◆ Goal
Render every line of the data below as a Markdown table with the columns Row and Content, numbering the rows and skipping blank lines. Leave the pictures out.

▼

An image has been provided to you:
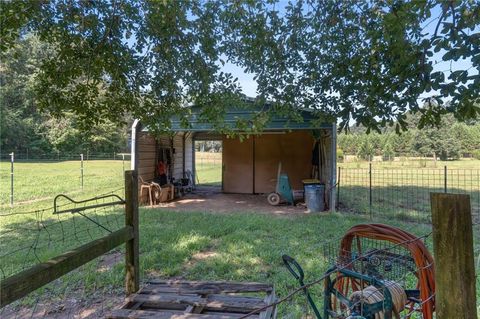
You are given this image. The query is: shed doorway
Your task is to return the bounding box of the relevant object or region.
[194,139,223,191]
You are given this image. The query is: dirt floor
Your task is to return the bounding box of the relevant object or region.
[153,187,316,215]
[0,187,318,319]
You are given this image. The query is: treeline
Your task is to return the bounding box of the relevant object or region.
[0,36,128,157]
[338,114,480,160]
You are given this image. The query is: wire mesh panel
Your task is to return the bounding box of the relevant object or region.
[0,188,125,318]
[338,165,480,223]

▲

◆ Result of the task
| Row | Content |
|---|---|
| 1 | An image has been provided to you: |
| 2 | You are given this image. The query is: shed doorway |
| 3 | Your task is to return the bounding box of the relevant object or region. |
| 4 | [194,139,223,191] |
| 5 | You are given this image. The query is: dirt floor |
| 6 | Your task is to return the bounding box of the relevant object or region. |
| 7 | [153,187,316,215] |
| 8 | [0,187,318,319] |
| 9 | You are given this image. The query is: treeline |
| 10 | Your task is to return the bounding box of the relevant object or region. |
| 11 | [0,36,128,157] |
| 12 | [338,114,480,160] |
| 13 | You are given this image. The query is: wire mesh panel |
| 14 | Your task is to return the bounding box of the relevant object or region. |
| 15 | [0,188,125,318] |
| 16 | [338,165,480,223] |